■ Your task
Write the next part of the article on grid cells and spatial memory in aging mice, picking up after its last sentence.

■ Document text
..............................
Each mouse ran the tracks hundreds of times over six days. (Mice are naturally avid runners, the researchers noted.)

With enough repetition, mice in all age groups could learn the location of a hidden reward on a particular track. By day six, they stopped only to lick at the reward locations. Accordingly, the grid cells in their medial entorhinal cortex developed distinct firing patterns for each track, as if building custom mental maps.

Switching tracks

But on a more challenging task in which the mice were randomly alternated between two different tracks they had already learned, each with a different reward location, the elderly mice were stymied - seemingly unable to determine which track they were on.

"In this case, the task was more similar to remembering where you parked your car in two different parking lots or where your favorite coffeeshop is in two different cities," Giocomo said.

Unsure of where they were, the old mice tended to sprint the rest of the track without bothering to stop and search for rewards. A few took a different tactic and tried licking everywhere.

Their grid cells reflected their confusion. Despite having developed distinct firing patterns for each track, their grid cells fired erratically when the tracks were alternated.

"Their spatial recall and their rapid discrimination of these two environments was really impaired," said Charlotte Herber, PhD, an MD-PhD student and lead author of the study.

The findings seem to align with human behavior. "Older people often can navigate familiar spaces, like their home or the neighborhood they've always lived in, but it's really hard for them to learn to navigate a new place, even with experience," Giocomo said.
..............................
Stored entries
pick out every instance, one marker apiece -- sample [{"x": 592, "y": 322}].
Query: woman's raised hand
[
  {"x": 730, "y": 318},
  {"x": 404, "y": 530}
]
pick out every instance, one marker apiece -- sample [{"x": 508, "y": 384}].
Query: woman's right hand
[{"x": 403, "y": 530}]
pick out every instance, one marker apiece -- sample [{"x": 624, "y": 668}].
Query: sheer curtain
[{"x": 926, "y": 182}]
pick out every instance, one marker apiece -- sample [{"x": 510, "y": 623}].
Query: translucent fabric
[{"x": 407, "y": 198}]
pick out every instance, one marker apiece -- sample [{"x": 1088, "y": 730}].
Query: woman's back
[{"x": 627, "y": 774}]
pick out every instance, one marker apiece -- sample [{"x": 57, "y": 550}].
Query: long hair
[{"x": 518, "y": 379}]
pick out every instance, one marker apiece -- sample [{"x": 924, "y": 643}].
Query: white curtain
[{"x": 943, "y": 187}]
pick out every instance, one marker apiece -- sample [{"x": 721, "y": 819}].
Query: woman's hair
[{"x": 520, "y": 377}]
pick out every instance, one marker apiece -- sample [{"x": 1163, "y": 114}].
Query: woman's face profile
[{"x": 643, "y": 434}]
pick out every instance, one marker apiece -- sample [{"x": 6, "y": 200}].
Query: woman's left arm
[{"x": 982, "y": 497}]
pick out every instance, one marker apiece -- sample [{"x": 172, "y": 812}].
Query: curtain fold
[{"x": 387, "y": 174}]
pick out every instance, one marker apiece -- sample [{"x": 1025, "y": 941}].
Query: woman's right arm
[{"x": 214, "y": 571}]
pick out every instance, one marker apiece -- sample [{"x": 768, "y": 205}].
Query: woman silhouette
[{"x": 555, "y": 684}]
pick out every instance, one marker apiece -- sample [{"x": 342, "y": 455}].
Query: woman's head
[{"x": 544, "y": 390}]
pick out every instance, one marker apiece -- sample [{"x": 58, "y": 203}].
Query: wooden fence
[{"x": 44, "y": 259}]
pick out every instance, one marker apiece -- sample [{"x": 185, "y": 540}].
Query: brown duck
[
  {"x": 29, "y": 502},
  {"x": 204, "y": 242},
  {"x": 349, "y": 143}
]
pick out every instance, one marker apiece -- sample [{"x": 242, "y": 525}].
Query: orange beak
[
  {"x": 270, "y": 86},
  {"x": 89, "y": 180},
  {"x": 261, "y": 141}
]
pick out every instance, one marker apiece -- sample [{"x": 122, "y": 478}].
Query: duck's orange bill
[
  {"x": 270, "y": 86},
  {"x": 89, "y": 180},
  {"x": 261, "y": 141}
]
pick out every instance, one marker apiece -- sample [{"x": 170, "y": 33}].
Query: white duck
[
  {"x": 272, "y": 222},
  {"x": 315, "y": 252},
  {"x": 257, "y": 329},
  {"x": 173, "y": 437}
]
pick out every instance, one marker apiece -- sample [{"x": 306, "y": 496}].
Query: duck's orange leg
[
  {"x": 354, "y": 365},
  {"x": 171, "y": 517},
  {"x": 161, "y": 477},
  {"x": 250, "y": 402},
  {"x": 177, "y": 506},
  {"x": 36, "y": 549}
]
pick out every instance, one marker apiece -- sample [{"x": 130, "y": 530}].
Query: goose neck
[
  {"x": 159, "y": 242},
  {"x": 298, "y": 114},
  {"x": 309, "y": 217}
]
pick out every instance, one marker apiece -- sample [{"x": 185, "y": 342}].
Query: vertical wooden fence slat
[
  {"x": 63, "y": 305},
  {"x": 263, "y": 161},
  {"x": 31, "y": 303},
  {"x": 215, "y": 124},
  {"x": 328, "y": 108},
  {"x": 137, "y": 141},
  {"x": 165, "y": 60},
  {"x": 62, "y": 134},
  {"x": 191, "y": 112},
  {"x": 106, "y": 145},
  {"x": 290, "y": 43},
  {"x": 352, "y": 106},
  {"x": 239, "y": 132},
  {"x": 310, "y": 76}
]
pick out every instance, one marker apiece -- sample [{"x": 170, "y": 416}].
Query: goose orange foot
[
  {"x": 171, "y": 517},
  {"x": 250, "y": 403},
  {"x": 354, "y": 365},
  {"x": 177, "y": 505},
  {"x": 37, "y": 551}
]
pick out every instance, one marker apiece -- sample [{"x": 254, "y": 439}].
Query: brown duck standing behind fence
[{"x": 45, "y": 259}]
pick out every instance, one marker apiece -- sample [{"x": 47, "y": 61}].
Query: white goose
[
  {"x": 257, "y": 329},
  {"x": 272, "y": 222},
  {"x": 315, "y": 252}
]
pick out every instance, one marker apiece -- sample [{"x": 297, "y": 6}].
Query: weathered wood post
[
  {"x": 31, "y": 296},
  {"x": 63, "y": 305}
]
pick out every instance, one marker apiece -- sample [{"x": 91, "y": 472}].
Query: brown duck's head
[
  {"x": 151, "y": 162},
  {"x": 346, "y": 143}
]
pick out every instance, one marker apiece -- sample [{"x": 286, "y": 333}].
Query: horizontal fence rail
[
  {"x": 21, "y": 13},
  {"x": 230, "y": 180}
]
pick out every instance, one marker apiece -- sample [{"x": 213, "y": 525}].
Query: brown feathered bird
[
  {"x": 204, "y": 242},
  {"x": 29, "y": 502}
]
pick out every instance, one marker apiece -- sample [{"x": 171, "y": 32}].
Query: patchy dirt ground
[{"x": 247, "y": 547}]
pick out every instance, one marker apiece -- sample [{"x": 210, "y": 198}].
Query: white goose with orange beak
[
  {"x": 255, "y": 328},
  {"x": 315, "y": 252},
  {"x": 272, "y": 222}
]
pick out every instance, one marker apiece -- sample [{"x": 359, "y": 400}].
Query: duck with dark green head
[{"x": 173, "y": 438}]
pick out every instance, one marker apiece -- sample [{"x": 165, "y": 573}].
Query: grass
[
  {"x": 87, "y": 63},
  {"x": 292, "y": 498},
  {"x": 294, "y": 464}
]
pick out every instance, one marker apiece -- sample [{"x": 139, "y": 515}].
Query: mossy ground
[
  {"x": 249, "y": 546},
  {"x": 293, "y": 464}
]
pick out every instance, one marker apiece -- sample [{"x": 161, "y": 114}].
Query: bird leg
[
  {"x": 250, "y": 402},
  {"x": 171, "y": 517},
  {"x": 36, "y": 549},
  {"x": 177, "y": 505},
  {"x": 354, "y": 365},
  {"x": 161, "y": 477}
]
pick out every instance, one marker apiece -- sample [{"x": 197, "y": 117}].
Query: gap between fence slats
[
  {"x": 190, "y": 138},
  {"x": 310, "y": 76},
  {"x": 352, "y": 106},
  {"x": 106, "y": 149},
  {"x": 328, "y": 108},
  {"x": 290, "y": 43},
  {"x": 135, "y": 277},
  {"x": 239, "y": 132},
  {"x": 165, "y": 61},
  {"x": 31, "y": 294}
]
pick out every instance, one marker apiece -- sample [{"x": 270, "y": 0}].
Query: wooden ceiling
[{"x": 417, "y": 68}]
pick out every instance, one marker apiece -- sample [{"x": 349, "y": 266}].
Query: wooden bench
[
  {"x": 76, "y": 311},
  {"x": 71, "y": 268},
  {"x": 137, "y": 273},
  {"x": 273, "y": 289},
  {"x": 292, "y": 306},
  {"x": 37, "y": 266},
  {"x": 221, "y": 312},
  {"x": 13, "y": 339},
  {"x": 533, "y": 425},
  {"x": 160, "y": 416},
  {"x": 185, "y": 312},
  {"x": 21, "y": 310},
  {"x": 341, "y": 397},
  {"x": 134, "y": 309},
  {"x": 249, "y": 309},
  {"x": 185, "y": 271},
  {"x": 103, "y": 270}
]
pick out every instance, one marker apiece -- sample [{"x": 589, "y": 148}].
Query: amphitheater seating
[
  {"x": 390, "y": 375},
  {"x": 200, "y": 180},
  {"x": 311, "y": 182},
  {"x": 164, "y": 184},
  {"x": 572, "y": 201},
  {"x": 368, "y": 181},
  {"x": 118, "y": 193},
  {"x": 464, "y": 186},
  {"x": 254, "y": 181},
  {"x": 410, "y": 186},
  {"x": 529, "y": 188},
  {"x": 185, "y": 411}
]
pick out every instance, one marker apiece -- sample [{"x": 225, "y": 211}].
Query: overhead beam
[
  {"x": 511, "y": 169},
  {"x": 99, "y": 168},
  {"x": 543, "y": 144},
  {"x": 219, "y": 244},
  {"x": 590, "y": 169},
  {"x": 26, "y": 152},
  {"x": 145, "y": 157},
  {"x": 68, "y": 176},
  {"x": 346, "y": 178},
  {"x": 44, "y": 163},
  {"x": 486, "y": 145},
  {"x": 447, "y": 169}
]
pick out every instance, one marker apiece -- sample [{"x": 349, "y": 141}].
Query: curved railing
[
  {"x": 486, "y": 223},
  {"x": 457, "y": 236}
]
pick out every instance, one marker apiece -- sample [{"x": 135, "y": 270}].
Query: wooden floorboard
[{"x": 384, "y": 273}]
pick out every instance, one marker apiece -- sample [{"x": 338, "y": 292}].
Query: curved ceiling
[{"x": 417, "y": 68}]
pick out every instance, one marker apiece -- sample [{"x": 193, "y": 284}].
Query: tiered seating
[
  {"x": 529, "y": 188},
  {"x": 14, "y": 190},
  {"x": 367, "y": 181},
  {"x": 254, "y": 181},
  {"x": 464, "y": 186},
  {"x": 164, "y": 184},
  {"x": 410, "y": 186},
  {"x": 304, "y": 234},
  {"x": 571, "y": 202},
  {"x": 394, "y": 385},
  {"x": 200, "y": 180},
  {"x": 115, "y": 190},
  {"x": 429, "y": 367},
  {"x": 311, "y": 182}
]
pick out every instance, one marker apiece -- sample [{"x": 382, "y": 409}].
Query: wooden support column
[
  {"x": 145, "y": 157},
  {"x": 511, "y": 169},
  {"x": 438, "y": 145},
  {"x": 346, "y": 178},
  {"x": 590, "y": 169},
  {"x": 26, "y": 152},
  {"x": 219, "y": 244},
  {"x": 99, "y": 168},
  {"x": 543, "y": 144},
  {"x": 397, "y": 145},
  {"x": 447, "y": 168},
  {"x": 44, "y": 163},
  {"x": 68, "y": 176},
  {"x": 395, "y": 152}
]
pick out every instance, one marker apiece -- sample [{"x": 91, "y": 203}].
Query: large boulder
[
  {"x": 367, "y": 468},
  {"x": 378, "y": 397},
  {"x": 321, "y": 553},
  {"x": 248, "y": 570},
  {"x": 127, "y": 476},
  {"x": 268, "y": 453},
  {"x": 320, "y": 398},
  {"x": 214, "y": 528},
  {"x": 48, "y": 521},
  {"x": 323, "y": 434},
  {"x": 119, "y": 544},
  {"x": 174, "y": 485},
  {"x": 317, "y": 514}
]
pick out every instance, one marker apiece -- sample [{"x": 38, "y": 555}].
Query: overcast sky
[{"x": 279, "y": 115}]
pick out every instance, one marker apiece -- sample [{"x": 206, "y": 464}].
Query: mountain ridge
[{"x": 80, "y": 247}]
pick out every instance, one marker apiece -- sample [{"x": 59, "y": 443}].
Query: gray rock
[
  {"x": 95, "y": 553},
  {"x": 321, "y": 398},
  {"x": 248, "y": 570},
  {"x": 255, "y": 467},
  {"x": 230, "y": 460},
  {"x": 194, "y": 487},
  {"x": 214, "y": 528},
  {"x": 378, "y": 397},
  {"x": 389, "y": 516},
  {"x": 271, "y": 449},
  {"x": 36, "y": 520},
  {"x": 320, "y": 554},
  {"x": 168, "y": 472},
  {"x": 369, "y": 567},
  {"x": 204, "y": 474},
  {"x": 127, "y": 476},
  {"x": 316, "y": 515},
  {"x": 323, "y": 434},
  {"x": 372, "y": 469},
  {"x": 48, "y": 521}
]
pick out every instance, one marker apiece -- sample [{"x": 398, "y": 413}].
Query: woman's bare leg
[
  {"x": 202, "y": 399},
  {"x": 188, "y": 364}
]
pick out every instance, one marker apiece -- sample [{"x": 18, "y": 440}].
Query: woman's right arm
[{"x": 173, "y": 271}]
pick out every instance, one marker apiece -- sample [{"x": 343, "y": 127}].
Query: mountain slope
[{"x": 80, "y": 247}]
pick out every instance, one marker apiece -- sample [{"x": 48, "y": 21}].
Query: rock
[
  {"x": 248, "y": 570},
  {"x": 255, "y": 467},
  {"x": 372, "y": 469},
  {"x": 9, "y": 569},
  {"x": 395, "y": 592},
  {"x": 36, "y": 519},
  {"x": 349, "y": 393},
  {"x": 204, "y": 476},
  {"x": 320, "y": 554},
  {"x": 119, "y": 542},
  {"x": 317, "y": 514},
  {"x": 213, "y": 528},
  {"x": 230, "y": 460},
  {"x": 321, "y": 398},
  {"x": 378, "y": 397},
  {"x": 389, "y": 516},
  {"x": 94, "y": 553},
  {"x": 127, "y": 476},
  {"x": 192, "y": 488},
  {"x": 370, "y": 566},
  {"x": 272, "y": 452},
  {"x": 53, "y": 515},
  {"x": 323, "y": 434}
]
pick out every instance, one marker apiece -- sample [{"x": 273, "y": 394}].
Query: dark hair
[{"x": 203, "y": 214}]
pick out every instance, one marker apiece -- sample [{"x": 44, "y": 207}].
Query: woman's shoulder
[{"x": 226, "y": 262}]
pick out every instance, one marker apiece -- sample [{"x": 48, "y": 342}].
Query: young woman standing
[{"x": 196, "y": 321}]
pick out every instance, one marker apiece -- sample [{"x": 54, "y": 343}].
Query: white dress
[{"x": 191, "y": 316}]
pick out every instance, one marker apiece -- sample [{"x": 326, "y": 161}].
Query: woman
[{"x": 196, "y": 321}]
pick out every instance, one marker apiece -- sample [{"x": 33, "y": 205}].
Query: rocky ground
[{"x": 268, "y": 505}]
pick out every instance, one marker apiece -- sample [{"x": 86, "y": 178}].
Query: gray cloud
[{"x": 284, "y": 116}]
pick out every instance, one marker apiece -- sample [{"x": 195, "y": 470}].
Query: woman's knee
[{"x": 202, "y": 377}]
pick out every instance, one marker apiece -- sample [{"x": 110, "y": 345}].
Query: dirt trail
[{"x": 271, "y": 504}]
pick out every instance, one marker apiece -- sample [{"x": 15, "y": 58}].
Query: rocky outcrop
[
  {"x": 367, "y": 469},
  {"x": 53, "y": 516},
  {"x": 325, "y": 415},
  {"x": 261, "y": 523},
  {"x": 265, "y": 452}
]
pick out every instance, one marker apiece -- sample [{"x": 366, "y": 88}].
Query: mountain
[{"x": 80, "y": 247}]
..............................
■ Task result
In contrast, both young and middle-aged mice understood the assignment by day six, and their grid cell activity swiftly matched whichever track they were on.

"Over days one through six, they have progressively more stable spatial firing patterns that are specific to context A and specific to context B," Herber said. "The aged mice fail to the develop these discrete spatial maps."

The middle-aged mice had somewhat weaker patterns in their brain activity, but they performed very similarly to the young mice. "We think this is a cognitive capacity that at least until about 13 months old in a mouse, or maybe 50 to 60 years old in a human counterpart, is probably intact," Herber said.

Super-ager

Though young and middle-aged mice performed uniformly within their age groups, the oldest set showed more variability in spatial memory.

Male mice generally performed better than female mice, though the researchers do not yet know why.

One elderly male mouse stood out: It aced the test, remembering the hidden reward locations on alternating tracks just as well as, if not better than, the young and middle-aged mice.

"It was the very last mouse I recorded and, honestly, when I was watching it run the experiment, I thought, 'Oh no, this mouse is going to screw up the statistics,'" Herber said.

Instead, the super-ager mouse turned out to confirm the link between grid cell activity and spatial memory. Its grid cells were as unusually sprightly as its behavior, firing clearly and accurately in each environment.

"The variability in the aged group allowed us to establish these correlative relationships between neural function and behavior," Herber said.

The super-ager mouse also encouraged the researchers to look for genetic differences that might underly variability in aging. They sequenced the RNA of young and old mice and found 61 genes that were more expressed in mice with unstable grid cell activity. These genes could be involved in either driving or compensating for spatial memory decline, the researchers said.

The gene Haplin4, for example, contributes to the network of proteins that surround neurons, known as the perineuronal net, which could help shore up grid cell stability and protect spatial memory in aging mice.

"Just like mice, people also exhibit a variable extent of aging," Herber said. "Understanding some of that variability - why some people are more resilient to aging and others are more vulnerable - is part of the goal of this work."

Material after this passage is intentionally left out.